Veri kümesi kayıtları
####################

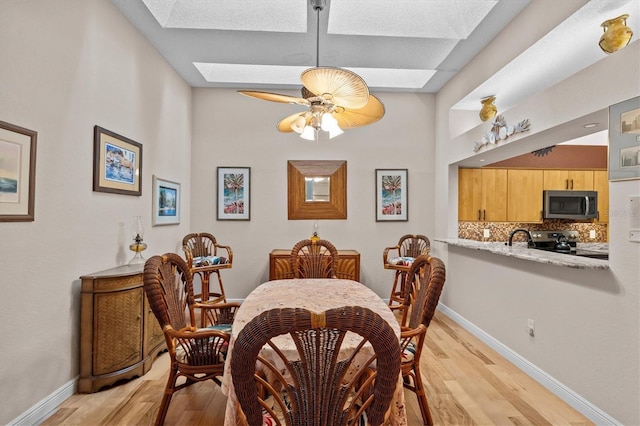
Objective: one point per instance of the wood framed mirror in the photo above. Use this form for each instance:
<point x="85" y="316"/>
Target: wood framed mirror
<point x="317" y="189"/>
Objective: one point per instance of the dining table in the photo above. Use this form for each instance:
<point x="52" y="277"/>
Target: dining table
<point x="318" y="295"/>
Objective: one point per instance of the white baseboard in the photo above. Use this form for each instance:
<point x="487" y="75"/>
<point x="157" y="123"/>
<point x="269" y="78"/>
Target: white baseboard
<point x="583" y="406"/>
<point x="46" y="407"/>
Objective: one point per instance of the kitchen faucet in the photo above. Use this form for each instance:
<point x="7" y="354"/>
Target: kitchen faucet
<point x="530" y="242"/>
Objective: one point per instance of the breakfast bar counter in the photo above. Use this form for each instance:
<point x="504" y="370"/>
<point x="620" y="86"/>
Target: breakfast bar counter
<point x="521" y="251"/>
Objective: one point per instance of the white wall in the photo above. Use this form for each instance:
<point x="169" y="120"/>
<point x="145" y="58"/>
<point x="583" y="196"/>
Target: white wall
<point x="587" y="322"/>
<point x="233" y="130"/>
<point x="66" y="66"/>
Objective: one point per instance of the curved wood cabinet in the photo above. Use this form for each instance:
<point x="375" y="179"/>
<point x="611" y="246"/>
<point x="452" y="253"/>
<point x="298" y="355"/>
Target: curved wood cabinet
<point x="119" y="335"/>
<point x="280" y="267"/>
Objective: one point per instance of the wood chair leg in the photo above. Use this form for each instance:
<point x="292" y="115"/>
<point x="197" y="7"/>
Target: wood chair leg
<point x="166" y="398"/>
<point x="422" y="398"/>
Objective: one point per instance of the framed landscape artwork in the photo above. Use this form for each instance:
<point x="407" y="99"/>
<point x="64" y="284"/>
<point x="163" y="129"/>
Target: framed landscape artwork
<point x="117" y="163"/>
<point x="166" y="202"/>
<point x="391" y="195"/>
<point x="234" y="193"/>
<point x="624" y="140"/>
<point x="17" y="173"/>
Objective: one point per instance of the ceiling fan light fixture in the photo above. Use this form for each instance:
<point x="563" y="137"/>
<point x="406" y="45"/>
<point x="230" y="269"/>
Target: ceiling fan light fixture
<point x="336" y="98"/>
<point x="299" y="123"/>
<point x="309" y="133"/>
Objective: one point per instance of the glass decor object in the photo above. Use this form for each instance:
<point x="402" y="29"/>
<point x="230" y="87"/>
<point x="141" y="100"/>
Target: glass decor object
<point x="488" y="109"/>
<point x="315" y="236"/>
<point x="616" y="34"/>
<point x="137" y="231"/>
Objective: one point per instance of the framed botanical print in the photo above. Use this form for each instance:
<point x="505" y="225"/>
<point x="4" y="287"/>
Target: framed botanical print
<point x="166" y="202"/>
<point x="234" y="193"/>
<point x="391" y="195"/>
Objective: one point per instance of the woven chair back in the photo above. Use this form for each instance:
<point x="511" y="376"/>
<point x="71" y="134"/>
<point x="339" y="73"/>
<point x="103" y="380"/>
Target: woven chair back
<point x="430" y="274"/>
<point x="322" y="386"/>
<point x="314" y="259"/>
<point x="413" y="245"/>
<point x="200" y="244"/>
<point x="168" y="284"/>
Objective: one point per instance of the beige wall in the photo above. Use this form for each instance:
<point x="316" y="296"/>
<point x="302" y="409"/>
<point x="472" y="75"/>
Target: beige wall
<point x="587" y="322"/>
<point x="234" y="130"/>
<point x="65" y="66"/>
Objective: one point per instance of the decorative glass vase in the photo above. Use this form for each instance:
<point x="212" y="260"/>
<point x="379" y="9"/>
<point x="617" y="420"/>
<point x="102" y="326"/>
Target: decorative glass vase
<point x="616" y="34"/>
<point x="488" y="109"/>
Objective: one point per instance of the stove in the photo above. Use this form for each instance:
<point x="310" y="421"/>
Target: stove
<point x="548" y="240"/>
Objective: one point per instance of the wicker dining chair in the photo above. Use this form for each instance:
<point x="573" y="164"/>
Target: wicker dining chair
<point x="422" y="302"/>
<point x="313" y="388"/>
<point x="398" y="258"/>
<point x="205" y="257"/>
<point x="197" y="354"/>
<point x="314" y="259"/>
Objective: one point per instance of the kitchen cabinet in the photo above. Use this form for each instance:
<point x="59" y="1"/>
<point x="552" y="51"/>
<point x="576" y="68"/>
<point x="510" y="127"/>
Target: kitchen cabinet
<point x="482" y="195"/>
<point x="524" y="195"/>
<point x="601" y="185"/>
<point x="119" y="335"/>
<point x="280" y="267"/>
<point x="578" y="180"/>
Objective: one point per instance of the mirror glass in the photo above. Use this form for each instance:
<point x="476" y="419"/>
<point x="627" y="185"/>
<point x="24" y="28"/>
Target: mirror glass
<point x="317" y="188"/>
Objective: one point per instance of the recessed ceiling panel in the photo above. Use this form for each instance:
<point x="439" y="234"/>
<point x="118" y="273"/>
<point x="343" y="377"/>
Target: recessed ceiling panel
<point x="238" y="15"/>
<point x="448" y="19"/>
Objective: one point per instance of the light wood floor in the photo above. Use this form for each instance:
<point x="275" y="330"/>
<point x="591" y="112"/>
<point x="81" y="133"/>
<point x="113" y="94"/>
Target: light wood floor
<point x="467" y="384"/>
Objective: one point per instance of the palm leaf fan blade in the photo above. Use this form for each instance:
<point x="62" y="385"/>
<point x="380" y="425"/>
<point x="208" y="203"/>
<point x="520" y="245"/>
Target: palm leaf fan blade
<point x="350" y="118"/>
<point x="274" y="97"/>
<point x="345" y="88"/>
<point x="286" y="125"/>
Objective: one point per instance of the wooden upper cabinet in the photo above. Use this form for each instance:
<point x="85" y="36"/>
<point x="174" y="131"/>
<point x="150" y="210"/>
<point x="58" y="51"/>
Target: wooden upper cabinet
<point x="601" y="185"/>
<point x="576" y="180"/>
<point x="482" y="195"/>
<point x="524" y="195"/>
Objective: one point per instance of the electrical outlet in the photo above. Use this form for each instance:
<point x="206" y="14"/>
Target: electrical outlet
<point x="531" y="327"/>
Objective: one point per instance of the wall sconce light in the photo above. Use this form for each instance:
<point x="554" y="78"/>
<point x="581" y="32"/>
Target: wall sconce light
<point x="616" y="34"/>
<point x="488" y="109"/>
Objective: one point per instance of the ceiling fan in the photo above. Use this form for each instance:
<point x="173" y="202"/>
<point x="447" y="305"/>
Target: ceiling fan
<point x="336" y="98"/>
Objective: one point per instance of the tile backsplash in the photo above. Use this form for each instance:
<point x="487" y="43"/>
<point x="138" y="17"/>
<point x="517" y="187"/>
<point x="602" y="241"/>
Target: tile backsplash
<point x="499" y="231"/>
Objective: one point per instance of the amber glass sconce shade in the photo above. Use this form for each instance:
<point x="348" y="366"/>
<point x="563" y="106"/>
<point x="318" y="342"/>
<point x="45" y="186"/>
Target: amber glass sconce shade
<point x="488" y="109"/>
<point x="616" y="34"/>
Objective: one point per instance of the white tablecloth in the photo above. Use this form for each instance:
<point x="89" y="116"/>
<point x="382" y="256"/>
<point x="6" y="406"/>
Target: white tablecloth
<point x="316" y="295"/>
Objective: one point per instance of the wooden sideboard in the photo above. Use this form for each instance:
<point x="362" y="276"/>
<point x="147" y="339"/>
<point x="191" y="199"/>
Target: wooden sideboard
<point x="280" y="267"/>
<point x="119" y="335"/>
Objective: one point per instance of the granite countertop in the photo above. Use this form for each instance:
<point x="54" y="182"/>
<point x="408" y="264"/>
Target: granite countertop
<point x="519" y="250"/>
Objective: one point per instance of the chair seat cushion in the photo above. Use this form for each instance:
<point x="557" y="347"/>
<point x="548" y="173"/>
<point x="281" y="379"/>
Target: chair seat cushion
<point x="401" y="261"/>
<point x="267" y="419"/>
<point x="409" y="353"/>
<point x="209" y="260"/>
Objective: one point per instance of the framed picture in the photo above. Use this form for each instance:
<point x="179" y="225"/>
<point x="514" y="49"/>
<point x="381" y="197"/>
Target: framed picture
<point x="624" y="140"/>
<point x="166" y="202"/>
<point x="117" y="163"/>
<point x="391" y="195"/>
<point x="17" y="173"/>
<point x="234" y="193"/>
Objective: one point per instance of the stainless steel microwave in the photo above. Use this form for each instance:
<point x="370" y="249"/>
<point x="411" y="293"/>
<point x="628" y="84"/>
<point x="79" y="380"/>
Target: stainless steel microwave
<point x="570" y="205"/>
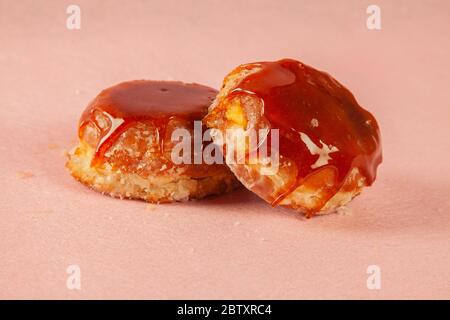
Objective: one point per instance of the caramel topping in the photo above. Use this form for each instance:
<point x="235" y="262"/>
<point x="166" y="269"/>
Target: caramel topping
<point x="321" y="124"/>
<point x="127" y="103"/>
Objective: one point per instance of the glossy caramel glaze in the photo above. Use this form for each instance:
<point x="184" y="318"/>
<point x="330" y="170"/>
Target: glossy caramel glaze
<point x="321" y="124"/>
<point x="158" y="102"/>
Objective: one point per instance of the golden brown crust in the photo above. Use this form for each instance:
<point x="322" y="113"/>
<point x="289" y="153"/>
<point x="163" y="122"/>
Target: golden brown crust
<point x="137" y="167"/>
<point x="308" y="194"/>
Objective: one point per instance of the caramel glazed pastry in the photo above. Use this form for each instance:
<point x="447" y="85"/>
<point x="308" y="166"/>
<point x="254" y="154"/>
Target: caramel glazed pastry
<point x="125" y="143"/>
<point x="329" y="146"/>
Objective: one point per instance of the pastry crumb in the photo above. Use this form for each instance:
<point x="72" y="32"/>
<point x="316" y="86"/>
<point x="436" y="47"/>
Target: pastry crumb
<point x="344" y="210"/>
<point x="25" y="174"/>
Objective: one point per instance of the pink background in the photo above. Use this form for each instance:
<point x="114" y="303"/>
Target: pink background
<point x="234" y="246"/>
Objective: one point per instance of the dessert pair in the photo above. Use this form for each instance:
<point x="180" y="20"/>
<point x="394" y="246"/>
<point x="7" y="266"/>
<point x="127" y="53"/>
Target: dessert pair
<point x="289" y="133"/>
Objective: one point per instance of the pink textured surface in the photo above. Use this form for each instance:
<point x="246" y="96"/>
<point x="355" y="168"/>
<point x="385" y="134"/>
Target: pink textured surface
<point x="234" y="246"/>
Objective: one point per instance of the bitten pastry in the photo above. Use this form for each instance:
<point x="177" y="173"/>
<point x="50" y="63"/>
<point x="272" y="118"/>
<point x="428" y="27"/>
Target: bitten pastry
<point x="328" y="146"/>
<point x="125" y="147"/>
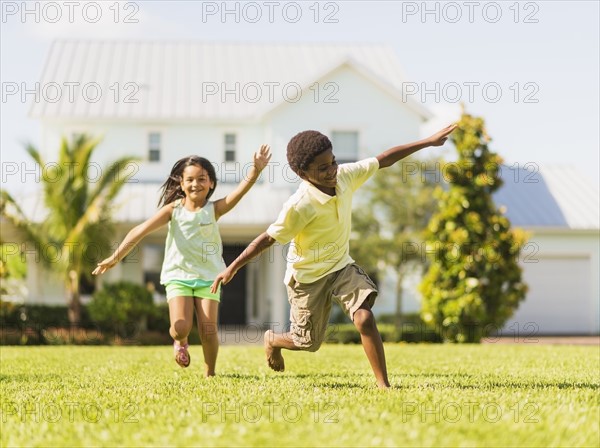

####################

**Görev tanımı:** Yukarıdaki kayıtlardan "vase" sözcüğünü içeren her satırı toplayıp kopyalayınız. Büyük ve küçük harf farkı dikkate alınmalıdır.

**Yanıt:**
Objective: one point per instance of the decorative glass vase in the photo above. Use this form for each instance:
Target: decorative glass vase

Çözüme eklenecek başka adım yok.